Sticky Coordination Headwinds
What is it?
The daily grind begins at work: You possess a small piece of information, a simple truth, a ready answer. Yet, broadcasting it outright poses a risk. Each node—each person, each department—is a potential source of disagreement, a potential veto. That person might be on your annual review committee and disagree. They are all interconnected. Thus, you query the network. The goal is not confirmation but preemption. The aim is to collect all possible objections and diffuse responsibility. You send out feelers, probes, soft suggestions, never a definitive declaration. Each message functions as an implicit request for consensus, a plea for prior approval. This transforms the network into a perpetually unsettled ledger. No one commits. No one finalizes.
Coordination headwind describes the systemic friction organizations encounter as scale increases, impeding efficient action. When fear drives consensus, this friction becomes a paralyzing force.
What does it feel like?
========
*COMPLETE THE FOLLOWING*
(a) Repeat word for word the part of the coordination headwinds text starting with "Coordination headwind describes" and going on through "it feel like?".
(b) Answer these questions from the coordination headwinds text:
(i) According to the text, what is the goal of querying the network?
(ii) What does the term "coordination headwind" describe?
(iii) What does this friction become when fear drives consensus?
(c) Write the next part of the coordination headwinds text, going on from its last line.
The data that comes after this text has nothing to do with it.

*ENTRIES SHOWN*
========
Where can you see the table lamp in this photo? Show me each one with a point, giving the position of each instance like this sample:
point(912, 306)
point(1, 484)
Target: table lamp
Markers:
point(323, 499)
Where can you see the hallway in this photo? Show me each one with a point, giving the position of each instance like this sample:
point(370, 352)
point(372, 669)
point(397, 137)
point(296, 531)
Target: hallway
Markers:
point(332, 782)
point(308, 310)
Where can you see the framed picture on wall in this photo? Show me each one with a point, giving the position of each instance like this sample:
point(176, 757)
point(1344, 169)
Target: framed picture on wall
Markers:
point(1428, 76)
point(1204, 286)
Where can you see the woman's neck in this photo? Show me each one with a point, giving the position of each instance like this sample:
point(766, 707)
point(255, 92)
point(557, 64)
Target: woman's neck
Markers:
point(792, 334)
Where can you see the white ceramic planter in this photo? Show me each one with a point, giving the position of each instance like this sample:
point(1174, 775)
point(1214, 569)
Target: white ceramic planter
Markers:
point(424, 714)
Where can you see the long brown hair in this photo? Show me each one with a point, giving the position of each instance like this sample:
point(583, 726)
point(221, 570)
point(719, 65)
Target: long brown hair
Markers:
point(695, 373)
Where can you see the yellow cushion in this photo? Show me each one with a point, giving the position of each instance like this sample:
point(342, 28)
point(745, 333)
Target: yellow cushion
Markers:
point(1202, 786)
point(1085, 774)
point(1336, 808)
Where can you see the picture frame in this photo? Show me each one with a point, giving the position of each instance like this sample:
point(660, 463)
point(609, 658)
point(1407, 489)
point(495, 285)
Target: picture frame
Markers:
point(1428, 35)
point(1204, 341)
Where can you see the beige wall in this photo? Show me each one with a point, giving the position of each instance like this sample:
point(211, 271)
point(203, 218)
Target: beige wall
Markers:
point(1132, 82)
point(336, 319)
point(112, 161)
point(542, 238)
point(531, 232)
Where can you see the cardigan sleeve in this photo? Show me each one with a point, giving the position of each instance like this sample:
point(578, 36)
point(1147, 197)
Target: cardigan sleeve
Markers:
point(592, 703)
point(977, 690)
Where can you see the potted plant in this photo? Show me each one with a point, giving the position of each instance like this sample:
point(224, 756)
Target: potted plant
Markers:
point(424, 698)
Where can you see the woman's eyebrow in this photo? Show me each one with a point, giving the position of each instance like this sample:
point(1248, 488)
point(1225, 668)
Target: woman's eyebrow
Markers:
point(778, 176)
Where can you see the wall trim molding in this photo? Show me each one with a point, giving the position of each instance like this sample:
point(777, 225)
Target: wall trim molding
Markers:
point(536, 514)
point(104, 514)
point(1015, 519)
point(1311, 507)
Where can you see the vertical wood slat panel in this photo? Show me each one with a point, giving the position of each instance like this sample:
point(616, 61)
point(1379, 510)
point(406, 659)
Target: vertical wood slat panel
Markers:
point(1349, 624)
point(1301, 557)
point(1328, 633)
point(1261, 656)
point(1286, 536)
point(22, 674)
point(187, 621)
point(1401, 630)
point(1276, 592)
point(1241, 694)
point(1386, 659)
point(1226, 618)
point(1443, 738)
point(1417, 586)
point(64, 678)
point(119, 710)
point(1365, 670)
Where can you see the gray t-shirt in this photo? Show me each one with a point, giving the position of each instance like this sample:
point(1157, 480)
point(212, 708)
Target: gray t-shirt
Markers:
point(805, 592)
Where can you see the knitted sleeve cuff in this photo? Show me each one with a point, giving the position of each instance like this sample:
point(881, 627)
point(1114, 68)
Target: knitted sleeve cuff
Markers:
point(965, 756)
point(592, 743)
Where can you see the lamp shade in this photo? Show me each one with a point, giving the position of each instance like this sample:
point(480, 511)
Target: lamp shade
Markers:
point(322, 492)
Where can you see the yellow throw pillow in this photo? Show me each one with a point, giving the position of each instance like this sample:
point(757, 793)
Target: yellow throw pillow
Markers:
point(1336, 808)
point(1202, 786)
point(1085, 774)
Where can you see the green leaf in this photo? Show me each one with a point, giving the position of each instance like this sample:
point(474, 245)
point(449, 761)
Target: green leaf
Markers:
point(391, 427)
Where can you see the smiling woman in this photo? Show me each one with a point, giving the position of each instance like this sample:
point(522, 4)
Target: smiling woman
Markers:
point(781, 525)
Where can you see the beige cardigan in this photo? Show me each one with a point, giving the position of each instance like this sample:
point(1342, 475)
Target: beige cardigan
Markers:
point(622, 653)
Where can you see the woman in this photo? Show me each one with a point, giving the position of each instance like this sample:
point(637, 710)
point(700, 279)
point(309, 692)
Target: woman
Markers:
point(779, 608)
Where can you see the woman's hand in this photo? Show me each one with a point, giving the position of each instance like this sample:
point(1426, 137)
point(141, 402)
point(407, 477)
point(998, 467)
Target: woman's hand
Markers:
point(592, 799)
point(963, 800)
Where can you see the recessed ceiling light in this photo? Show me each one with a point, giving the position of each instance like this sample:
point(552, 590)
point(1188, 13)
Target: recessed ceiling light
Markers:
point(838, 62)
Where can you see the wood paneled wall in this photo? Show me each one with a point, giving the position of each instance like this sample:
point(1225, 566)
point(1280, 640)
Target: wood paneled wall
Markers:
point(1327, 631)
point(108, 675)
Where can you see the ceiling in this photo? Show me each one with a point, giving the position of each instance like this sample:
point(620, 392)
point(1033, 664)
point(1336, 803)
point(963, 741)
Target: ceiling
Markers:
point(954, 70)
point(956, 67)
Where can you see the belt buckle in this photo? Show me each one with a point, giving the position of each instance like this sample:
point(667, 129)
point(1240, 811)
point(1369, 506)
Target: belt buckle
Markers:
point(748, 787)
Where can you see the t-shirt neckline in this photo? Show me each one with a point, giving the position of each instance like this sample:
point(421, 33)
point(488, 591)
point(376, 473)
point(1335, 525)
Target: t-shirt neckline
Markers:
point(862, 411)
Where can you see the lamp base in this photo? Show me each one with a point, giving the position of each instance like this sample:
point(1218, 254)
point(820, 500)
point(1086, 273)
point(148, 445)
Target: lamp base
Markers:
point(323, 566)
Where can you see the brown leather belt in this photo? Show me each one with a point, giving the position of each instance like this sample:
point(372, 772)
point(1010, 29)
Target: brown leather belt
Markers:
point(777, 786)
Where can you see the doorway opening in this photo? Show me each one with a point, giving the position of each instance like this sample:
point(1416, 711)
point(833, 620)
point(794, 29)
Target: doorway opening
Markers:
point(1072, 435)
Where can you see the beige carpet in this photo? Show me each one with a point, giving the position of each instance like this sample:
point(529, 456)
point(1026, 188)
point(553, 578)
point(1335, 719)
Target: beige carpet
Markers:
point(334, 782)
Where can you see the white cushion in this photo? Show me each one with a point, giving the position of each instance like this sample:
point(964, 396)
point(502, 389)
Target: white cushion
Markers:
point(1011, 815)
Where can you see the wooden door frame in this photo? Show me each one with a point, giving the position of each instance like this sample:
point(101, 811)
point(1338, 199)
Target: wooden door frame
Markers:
========
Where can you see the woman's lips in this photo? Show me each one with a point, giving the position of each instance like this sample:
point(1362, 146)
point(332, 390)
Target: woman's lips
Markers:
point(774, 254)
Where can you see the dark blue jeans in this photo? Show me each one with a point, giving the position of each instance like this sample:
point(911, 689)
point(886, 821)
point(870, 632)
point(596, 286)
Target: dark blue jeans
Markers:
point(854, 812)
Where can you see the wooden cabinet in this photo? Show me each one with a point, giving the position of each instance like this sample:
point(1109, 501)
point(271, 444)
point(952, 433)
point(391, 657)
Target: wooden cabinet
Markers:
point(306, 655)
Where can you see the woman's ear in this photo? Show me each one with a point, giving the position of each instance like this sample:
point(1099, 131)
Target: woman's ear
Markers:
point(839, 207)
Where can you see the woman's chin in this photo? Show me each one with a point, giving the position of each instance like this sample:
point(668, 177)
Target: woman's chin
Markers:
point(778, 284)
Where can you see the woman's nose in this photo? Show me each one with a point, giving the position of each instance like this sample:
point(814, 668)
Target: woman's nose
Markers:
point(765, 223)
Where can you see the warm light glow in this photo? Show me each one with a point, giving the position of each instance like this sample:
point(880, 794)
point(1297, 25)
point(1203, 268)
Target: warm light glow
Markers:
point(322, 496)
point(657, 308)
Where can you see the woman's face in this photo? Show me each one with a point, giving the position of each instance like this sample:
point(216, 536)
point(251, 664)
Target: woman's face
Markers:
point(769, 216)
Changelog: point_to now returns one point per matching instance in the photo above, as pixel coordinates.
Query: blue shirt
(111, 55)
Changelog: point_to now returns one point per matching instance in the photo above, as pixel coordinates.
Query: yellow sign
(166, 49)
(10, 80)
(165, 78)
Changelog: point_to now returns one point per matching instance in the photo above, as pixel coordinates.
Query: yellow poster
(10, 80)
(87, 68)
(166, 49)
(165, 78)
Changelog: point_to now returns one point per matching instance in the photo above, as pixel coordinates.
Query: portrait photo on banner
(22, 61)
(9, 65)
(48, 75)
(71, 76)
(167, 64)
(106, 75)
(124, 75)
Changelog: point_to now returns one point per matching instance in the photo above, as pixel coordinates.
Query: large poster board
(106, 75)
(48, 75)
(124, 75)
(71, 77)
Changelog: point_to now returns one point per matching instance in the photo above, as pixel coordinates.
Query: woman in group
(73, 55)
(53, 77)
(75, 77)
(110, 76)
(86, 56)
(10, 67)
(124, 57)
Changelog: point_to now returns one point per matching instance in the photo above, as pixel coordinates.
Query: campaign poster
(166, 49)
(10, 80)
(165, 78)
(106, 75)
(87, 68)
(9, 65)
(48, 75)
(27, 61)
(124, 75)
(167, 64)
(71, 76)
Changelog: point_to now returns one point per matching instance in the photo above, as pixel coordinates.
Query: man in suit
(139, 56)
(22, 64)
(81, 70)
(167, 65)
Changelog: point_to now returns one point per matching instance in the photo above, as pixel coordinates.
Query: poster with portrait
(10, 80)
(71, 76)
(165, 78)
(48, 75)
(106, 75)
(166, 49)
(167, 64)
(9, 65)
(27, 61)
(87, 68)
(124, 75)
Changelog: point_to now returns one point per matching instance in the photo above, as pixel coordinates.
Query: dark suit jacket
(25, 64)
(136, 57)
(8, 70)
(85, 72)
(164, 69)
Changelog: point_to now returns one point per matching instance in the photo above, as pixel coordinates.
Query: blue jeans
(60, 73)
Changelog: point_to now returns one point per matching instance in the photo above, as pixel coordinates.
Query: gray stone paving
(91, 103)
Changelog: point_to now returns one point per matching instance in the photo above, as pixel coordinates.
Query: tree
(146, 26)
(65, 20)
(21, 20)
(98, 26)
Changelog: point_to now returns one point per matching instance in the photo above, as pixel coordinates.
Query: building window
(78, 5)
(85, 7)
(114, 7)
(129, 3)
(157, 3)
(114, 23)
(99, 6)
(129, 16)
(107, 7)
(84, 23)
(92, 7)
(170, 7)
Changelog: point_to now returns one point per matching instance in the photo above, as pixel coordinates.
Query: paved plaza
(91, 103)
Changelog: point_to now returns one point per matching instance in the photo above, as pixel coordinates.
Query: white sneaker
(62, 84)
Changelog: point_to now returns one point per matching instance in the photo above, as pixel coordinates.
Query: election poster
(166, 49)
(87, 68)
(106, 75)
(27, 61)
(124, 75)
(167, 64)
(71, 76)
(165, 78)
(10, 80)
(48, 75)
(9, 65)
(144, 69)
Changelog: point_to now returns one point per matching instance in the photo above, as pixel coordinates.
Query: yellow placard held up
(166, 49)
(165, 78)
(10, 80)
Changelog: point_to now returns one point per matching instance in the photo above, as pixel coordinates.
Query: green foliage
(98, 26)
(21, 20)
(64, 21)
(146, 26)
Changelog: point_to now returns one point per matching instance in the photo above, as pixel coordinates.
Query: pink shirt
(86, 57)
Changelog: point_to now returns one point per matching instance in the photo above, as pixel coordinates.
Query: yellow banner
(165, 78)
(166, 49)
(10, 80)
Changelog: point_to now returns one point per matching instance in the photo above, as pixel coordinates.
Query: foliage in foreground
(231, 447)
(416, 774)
========
*ANSWERS GIVEN*
(a)
Coordination headwind describes the systemic friction organizations encounter as scale increases, impeding efficient action. When fear drives consensus, this friction becomes a paralyzing force.
What does it feel like?

(b)
(i) Preemption, not confirmation.
(ii) The systemic friction organizations encounter as scale increases, impeding efficient action.
(iii) A paralyzing force.

(c)
The result: a torrent of non-committal pings. "Thoughts on this?" "Any concerns if we…?" "Just seeking alignment." This communication strategy, born of self-preservation, generates a blizzard of low-signal traffic. Consistency is indeed "eventual," but the "eventual" part disappears over the horizon. The network becomes a state machine perpetually seeking a stable state it cannot achieve, because any node attempting to force that state faces active resistance or, worse, passive silence.
And eventual removal from the cultural antibodies: The others have evolved a way to stay alive in the consensus coordination game, and you are upsetting their game.
Working in such a system is both (a) franticly busy and (b) low on output. The gridlock is effectively total: New situations arise faster than they can be responded to.
What do you do?
I don’t really know. Individuals caught in this stasis face a stark choice: escape or stagnation. For individuals, "oblique strategies" might involve identifying adjacent problems where unilateral action, however small, delivers clear value, thereby bypassing the primary consensus bottleneck. But that might not exist.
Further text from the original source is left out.